▶ [To do]:
Every entry must be duplicated word for word.

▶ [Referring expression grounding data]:
------------------------------------------------------------
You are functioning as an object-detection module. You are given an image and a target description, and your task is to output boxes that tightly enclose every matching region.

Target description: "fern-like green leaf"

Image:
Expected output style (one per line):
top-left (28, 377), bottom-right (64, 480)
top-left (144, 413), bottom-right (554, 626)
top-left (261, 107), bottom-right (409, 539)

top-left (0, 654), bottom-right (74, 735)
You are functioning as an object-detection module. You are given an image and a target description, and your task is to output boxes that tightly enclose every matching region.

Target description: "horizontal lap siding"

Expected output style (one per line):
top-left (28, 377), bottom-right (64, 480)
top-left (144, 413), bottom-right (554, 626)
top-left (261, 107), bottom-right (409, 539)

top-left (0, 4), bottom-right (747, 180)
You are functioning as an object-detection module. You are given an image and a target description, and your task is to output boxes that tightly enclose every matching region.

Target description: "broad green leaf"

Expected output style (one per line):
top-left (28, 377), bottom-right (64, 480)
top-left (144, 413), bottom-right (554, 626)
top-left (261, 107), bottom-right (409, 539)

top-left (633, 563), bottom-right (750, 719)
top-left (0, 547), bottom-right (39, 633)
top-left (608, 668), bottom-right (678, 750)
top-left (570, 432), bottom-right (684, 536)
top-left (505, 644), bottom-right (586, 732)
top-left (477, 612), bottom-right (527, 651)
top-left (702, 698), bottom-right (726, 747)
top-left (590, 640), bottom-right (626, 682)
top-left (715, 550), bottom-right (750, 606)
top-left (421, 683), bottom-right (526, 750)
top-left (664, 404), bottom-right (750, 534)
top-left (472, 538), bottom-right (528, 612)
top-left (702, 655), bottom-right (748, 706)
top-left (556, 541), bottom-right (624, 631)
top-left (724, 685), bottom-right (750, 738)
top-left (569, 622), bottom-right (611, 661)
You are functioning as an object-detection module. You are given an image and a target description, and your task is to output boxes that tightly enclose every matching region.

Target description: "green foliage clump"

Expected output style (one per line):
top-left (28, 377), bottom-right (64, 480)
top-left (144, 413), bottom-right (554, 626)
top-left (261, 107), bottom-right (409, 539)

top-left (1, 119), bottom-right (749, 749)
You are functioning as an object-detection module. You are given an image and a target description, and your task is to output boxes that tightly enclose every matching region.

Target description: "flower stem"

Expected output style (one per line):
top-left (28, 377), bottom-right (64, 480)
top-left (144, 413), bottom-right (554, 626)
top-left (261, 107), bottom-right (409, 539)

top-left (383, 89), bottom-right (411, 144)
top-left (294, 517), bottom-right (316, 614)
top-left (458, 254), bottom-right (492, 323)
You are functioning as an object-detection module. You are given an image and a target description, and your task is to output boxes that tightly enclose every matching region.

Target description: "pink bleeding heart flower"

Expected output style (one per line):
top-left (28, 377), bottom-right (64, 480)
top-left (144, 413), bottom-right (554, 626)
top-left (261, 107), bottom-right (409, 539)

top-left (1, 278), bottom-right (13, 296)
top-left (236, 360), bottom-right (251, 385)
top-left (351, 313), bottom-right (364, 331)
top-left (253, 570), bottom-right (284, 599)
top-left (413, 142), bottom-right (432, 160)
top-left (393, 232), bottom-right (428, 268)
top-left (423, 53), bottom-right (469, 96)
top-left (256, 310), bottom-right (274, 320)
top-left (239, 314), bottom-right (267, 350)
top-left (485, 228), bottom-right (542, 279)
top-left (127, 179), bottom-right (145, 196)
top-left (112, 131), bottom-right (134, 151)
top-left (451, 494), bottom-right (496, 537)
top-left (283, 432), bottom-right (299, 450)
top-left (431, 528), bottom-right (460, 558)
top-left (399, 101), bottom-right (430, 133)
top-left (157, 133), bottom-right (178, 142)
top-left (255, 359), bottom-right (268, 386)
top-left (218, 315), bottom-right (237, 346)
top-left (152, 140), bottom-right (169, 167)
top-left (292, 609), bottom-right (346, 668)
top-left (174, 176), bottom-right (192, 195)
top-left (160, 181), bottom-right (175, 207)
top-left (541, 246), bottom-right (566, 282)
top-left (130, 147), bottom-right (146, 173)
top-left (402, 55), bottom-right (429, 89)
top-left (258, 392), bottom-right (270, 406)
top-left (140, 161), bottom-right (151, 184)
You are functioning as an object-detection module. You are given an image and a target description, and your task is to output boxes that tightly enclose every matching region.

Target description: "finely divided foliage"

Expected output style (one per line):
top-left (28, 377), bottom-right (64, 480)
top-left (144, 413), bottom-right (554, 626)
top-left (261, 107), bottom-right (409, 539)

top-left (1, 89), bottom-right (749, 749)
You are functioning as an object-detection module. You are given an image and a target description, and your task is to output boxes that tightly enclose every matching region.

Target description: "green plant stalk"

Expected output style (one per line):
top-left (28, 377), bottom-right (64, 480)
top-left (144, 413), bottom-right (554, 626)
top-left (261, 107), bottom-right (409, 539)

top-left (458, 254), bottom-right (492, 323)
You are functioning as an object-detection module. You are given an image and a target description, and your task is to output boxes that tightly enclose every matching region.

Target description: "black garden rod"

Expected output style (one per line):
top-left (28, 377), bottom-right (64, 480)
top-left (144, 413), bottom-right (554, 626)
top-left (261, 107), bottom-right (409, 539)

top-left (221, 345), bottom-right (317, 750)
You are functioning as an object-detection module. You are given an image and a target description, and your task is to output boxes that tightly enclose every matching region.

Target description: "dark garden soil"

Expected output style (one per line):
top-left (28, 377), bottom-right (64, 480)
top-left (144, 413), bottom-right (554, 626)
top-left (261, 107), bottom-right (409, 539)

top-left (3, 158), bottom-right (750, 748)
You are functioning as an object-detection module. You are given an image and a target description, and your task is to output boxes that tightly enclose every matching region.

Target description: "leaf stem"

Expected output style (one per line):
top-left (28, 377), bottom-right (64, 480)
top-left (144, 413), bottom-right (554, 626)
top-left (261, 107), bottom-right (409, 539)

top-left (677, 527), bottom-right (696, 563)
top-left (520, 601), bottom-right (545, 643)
------------------------------------------------------------
▶ [Output below]:
You are functioning as an object-detection module. You are given an image and a target description, and your task is to output boxes that tightly enclose every matching region.

Target description: "fern-like green leaf"

Image:
Expected output style (one per line):
top-left (28, 377), bottom-right (64, 480)
top-left (144, 413), bottom-right (554, 626)
top-left (261, 107), bottom-right (409, 539)

top-left (0, 654), bottom-right (74, 735)
You are functioning as an object-detection module. You are given an image and a target description, and your task is to output boxes that tightly enclose every matching region.

Target description: "horizontal lap siding"

Expected output style (one per line):
top-left (28, 377), bottom-right (64, 480)
top-left (144, 413), bottom-right (554, 626)
top-left (261, 107), bottom-right (409, 539)

top-left (0, 4), bottom-right (747, 180)
You are functioning as an object-detection module. You are given an image and a target description, and your task is to output boxes that tightly enclose every matching region.

Target description: "broad green leaf"

Expected output style (one per line):
top-left (28, 377), bottom-right (64, 480)
top-left (144, 413), bottom-right (554, 626)
top-left (261, 107), bottom-right (409, 539)

top-left (633, 563), bottom-right (750, 719)
top-left (0, 547), bottom-right (39, 633)
top-left (608, 668), bottom-right (678, 750)
top-left (570, 432), bottom-right (684, 536)
top-left (505, 644), bottom-right (586, 732)
top-left (477, 612), bottom-right (527, 651)
top-left (702, 698), bottom-right (726, 747)
top-left (590, 640), bottom-right (626, 682)
top-left (715, 550), bottom-right (750, 606)
top-left (421, 683), bottom-right (526, 750)
top-left (664, 404), bottom-right (750, 534)
top-left (472, 538), bottom-right (528, 612)
top-left (702, 655), bottom-right (748, 706)
top-left (556, 541), bottom-right (624, 631)
top-left (724, 685), bottom-right (750, 738)
top-left (569, 622), bottom-right (611, 661)
You are functioning as an object-detection module. You are given an image and a target description, and your task is to output boxes that tightly enclose every matching region.

Target description: "green foliage clump"

Expected output style (one per line):
top-left (28, 377), bottom-right (64, 480)
top-left (144, 413), bottom-right (554, 626)
top-left (261, 107), bottom-right (409, 539)

top-left (1, 119), bottom-right (749, 749)
You are functioning as an object-detection module. You are given an image and a target description, and your task is to output boxes that tightly enclose every matching region.

Target description: "flower stem"

Expected output style (one per line):
top-left (28, 377), bottom-right (64, 480)
top-left (144, 413), bottom-right (554, 626)
top-left (261, 107), bottom-right (409, 539)

top-left (383, 89), bottom-right (411, 144)
top-left (294, 517), bottom-right (316, 614)
top-left (458, 254), bottom-right (492, 323)
You are functioning as an object-detection module. You are given an image and a target description, and your task is to output boxes that tightly enclose every matching region.

Target description: "pink bleeding heart flower"

Expected output style (one per line):
top-left (28, 377), bottom-right (64, 480)
top-left (144, 413), bottom-right (554, 626)
top-left (261, 107), bottom-right (409, 539)

top-left (1, 278), bottom-right (13, 296)
top-left (236, 360), bottom-right (251, 385)
top-left (351, 313), bottom-right (364, 331)
top-left (253, 570), bottom-right (284, 599)
top-left (413, 142), bottom-right (432, 160)
top-left (393, 232), bottom-right (428, 268)
top-left (423, 53), bottom-right (469, 96)
top-left (256, 310), bottom-right (274, 320)
top-left (239, 314), bottom-right (267, 350)
top-left (485, 228), bottom-right (542, 279)
top-left (127, 179), bottom-right (145, 196)
top-left (112, 131), bottom-right (134, 151)
top-left (451, 494), bottom-right (496, 537)
top-left (283, 432), bottom-right (299, 450)
top-left (431, 528), bottom-right (460, 558)
top-left (399, 101), bottom-right (430, 133)
top-left (157, 133), bottom-right (178, 142)
top-left (255, 359), bottom-right (268, 386)
top-left (218, 315), bottom-right (237, 346)
top-left (152, 140), bottom-right (169, 167)
top-left (292, 609), bottom-right (346, 668)
top-left (174, 176), bottom-right (192, 195)
top-left (160, 181), bottom-right (175, 207)
top-left (541, 246), bottom-right (566, 282)
top-left (130, 147), bottom-right (146, 173)
top-left (402, 55), bottom-right (429, 89)
top-left (258, 392), bottom-right (270, 406)
top-left (140, 161), bottom-right (151, 184)
You are functioning as an object-detection module. You are given an image and a target description, and your task is to output boxes that tightly enclose every matching region.

Target description: "finely divided foliage"

Expected output style (one per line):
top-left (28, 377), bottom-right (64, 480)
top-left (144, 413), bottom-right (554, 626)
top-left (261, 107), bottom-right (409, 539)

top-left (1, 89), bottom-right (749, 749)
You are functioning as an object-detection module. You are given an image and a target description, and your task is to output boxes that tightly enclose every matching region.

Target description: "green plant stalk"

Expected output style (one per line):
top-left (28, 377), bottom-right (64, 480)
top-left (144, 413), bottom-right (554, 626)
top-left (261, 107), bottom-right (409, 539)

top-left (458, 254), bottom-right (492, 323)
You are functioning as an object-detection module. You are given an image and a target description, and your task is to output boxes that tightly enclose every matching region.

Target description: "black garden rod"

Expected output style (one per line):
top-left (28, 377), bottom-right (64, 480)
top-left (144, 413), bottom-right (554, 626)
top-left (261, 107), bottom-right (409, 539)

top-left (221, 345), bottom-right (317, 750)
You are functioning as an object-detection module. You are given an image and a target description, and your task is to output boxes that tightly enclose every matching region.

Target description: "dark garden soil"

Expected output style (one per line):
top-left (28, 377), bottom-right (64, 480)
top-left (144, 413), bottom-right (554, 626)
top-left (261, 107), bottom-right (409, 539)

top-left (3, 158), bottom-right (750, 748)
You are functioning as an object-detection module. You are given an image and a target description, and your task is to output boxes that tightly enclose every matching region.

Target description: "leaf stem"

Expected output style (one per line):
top-left (28, 377), bottom-right (64, 480)
top-left (144, 413), bottom-right (554, 626)
top-left (261, 107), bottom-right (409, 539)

top-left (677, 527), bottom-right (696, 563)
top-left (520, 601), bottom-right (545, 643)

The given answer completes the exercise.